Exercise task.
Copy every line of the records below verbatim, omitting the pictures.

Extracted data entries:
..........

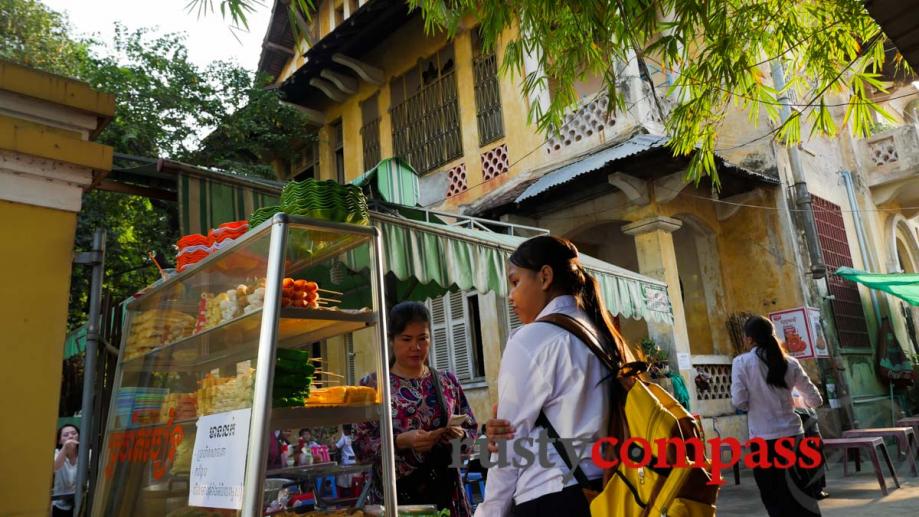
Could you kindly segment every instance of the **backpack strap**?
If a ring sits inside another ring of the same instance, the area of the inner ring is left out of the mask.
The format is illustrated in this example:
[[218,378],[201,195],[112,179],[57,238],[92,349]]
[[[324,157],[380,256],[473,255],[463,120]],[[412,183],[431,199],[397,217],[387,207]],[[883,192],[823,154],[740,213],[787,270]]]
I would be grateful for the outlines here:
[[565,462],[568,470],[574,471],[574,479],[578,481],[578,485],[580,485],[580,487],[583,489],[589,489],[590,480],[587,479],[587,474],[581,470],[580,464],[572,463],[571,457],[568,456],[568,451],[564,446],[558,443],[558,431],[555,430],[555,427],[552,426],[552,422],[549,421],[546,413],[542,410],[539,411],[539,416],[536,417],[535,425],[536,427],[544,427],[546,429],[546,434],[549,436],[549,438],[552,439],[552,446],[555,447],[555,452],[557,452],[558,455],[562,458],[562,461]]
[[635,377],[648,369],[647,363],[643,361],[623,364],[622,360],[616,357],[609,347],[603,345],[606,340],[601,338],[593,327],[585,325],[577,318],[557,312],[554,314],[547,314],[536,321],[555,325],[573,334],[574,337],[580,339],[581,342],[587,345],[587,348],[600,359],[600,362],[609,368],[609,371],[613,375],[619,377],[620,380],[623,378]]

..........

The result.
Could you kindly segment every instance of the **backpack strap**?
If a ring sits inside another ring of the same instance, the area of the inner ring is left out of the mask.
The format is illustrated in this example:
[[218,378],[201,195],[112,179],[57,238],[92,349]]
[[[324,157],[380,256],[473,255],[463,120]],[[412,183],[431,199],[397,217],[387,207]],[[883,192],[823,154],[740,213],[787,270]]]
I would be grateful for the outlines here:
[[565,462],[568,470],[574,471],[574,479],[578,481],[578,485],[580,485],[580,487],[583,489],[589,489],[590,480],[587,479],[587,474],[581,470],[580,464],[572,463],[571,457],[568,456],[568,451],[564,446],[558,443],[558,431],[555,430],[555,427],[552,426],[552,422],[549,421],[546,413],[542,410],[539,411],[539,416],[536,417],[535,425],[536,427],[544,427],[546,429],[546,434],[549,436],[549,438],[552,439],[552,446],[555,447],[555,452],[557,452],[558,455],[562,458],[562,461]]
[[635,377],[648,369],[647,363],[643,361],[623,364],[622,360],[616,357],[609,347],[603,345],[606,340],[601,338],[593,327],[585,325],[577,318],[557,312],[554,314],[547,314],[536,321],[555,325],[573,334],[574,337],[580,339],[581,342],[587,345],[587,348],[600,359],[600,362],[609,368],[609,371],[613,375],[619,377],[620,380],[623,378]]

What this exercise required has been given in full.